--- Begin RECORDS PROVIDED ---

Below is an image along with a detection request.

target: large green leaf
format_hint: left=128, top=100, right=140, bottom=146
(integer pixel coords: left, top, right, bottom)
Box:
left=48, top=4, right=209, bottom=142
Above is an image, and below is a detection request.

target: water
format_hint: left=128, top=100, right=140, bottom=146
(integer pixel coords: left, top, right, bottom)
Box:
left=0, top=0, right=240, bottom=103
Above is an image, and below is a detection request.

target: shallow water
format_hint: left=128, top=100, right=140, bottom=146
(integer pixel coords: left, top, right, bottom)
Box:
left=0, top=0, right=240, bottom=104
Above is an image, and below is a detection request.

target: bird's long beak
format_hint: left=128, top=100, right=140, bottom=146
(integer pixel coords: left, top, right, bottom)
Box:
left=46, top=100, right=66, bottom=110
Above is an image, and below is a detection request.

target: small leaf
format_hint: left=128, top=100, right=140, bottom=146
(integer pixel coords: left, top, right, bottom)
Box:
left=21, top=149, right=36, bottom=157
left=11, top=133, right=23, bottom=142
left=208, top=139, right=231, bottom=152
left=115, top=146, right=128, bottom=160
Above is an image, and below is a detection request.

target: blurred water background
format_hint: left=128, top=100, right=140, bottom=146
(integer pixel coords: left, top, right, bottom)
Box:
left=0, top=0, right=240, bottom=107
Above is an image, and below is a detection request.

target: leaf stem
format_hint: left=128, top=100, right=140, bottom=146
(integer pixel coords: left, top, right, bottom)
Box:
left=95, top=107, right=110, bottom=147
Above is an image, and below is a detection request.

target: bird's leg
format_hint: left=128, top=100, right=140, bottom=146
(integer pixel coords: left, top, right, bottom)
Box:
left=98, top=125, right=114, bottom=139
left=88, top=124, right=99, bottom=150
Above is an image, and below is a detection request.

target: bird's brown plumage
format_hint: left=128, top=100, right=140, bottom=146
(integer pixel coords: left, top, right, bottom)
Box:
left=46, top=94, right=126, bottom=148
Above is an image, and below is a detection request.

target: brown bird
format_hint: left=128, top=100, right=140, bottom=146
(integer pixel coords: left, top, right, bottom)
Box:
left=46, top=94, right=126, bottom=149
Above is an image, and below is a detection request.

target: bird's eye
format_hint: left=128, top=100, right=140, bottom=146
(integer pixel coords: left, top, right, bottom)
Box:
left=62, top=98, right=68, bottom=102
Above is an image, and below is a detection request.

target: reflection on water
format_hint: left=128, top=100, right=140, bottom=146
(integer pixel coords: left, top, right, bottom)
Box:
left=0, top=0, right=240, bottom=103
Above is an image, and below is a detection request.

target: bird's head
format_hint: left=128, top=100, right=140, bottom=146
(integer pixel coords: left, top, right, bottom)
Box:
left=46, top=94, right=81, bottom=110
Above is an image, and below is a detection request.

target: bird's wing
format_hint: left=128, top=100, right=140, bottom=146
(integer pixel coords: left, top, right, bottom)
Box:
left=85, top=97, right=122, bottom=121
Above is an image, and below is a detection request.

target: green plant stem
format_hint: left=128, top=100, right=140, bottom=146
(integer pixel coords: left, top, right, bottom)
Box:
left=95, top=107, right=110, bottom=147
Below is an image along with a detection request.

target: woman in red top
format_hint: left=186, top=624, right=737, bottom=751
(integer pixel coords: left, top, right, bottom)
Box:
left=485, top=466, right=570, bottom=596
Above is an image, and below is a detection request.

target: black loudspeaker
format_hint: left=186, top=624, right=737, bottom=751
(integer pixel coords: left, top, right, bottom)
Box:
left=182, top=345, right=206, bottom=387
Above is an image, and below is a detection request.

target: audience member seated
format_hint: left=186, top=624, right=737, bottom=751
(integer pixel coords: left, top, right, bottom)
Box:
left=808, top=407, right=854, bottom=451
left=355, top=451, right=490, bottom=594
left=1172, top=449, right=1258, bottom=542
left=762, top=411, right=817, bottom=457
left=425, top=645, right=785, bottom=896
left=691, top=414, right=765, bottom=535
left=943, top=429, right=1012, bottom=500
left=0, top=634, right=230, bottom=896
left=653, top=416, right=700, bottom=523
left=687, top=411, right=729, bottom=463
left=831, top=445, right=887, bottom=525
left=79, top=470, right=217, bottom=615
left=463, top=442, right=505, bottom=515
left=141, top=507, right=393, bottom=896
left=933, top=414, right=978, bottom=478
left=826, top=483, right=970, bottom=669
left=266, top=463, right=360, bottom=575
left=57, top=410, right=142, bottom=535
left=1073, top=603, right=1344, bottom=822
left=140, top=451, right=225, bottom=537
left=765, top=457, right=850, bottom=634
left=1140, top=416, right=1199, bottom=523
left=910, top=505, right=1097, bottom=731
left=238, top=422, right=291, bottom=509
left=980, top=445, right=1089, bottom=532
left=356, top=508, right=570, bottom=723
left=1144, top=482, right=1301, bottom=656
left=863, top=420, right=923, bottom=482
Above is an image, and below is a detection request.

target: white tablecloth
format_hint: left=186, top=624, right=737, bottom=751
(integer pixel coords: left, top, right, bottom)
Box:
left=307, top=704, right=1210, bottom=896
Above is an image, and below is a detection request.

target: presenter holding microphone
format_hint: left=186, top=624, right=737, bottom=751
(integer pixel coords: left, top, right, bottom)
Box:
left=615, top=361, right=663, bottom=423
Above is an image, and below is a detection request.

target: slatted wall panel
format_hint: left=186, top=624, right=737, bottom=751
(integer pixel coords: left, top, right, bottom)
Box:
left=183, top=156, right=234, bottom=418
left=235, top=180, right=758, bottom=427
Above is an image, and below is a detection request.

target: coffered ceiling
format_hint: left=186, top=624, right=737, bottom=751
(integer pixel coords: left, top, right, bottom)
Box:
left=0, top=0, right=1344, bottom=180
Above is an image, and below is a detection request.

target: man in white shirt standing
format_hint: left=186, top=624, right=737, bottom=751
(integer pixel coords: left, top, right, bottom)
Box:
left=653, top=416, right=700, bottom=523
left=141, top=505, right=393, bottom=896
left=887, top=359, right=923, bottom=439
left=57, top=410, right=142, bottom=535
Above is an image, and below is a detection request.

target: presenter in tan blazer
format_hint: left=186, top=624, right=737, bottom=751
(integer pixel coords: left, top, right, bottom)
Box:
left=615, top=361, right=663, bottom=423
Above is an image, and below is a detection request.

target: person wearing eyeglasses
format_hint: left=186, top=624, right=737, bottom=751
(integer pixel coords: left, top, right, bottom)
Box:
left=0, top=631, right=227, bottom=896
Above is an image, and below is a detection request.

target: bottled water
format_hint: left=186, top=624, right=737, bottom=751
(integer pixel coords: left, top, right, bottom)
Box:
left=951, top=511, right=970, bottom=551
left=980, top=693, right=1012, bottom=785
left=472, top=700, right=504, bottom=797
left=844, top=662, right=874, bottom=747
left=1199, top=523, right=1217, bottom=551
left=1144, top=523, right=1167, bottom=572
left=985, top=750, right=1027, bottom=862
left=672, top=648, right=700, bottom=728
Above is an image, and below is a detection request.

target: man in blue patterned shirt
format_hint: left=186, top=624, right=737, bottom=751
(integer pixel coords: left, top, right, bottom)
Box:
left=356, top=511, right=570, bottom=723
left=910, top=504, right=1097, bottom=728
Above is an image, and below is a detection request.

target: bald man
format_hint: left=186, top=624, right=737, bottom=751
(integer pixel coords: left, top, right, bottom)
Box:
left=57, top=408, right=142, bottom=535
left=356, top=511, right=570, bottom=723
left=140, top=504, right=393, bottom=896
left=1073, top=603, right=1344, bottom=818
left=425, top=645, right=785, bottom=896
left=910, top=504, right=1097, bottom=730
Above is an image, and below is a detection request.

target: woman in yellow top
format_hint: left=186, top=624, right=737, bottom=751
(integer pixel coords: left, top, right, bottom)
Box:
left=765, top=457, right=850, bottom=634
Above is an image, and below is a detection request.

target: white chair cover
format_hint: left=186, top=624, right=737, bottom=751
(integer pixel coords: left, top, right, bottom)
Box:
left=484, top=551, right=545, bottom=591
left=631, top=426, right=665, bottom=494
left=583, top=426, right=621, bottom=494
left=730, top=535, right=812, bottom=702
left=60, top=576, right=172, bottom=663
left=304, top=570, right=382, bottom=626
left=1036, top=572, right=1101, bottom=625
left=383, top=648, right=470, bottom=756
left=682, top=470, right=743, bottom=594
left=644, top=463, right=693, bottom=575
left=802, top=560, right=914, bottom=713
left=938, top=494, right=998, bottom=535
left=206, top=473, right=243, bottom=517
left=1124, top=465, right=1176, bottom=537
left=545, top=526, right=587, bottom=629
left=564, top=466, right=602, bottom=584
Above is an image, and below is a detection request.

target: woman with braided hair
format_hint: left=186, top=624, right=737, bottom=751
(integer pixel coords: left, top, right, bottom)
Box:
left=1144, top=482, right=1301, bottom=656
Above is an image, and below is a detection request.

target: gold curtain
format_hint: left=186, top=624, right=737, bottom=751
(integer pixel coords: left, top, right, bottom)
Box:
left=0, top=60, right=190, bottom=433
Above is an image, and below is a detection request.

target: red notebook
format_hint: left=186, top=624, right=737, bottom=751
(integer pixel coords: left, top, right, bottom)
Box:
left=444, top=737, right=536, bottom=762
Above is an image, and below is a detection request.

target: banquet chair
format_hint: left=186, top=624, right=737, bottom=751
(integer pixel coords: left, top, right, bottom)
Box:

--- End RECORDS PROVIDED ---

Reproduce the material above from its first line through the line containing "left=0, top=0, right=240, bottom=104", both included, changing "detection request" to "location request" and leaving everything else unchanged.

Below is an image along with a location request.

target: large green leaf
format_hint: left=128, top=100, right=140, bottom=146
(integer pixel coords: left, top, right, bottom)
Box:
left=48, top=4, right=209, bottom=142
Above is an image, and below is a location request.

target: water
format_hint: left=128, top=100, right=140, bottom=146
(integer pixel coords: left, top, right, bottom)
Box:
left=0, top=0, right=240, bottom=103
Above is an image, and below is a location request.

target: shallow water
format_hint: left=128, top=100, right=140, bottom=146
(integer pixel coords: left, top, right, bottom)
Box:
left=0, top=0, right=240, bottom=104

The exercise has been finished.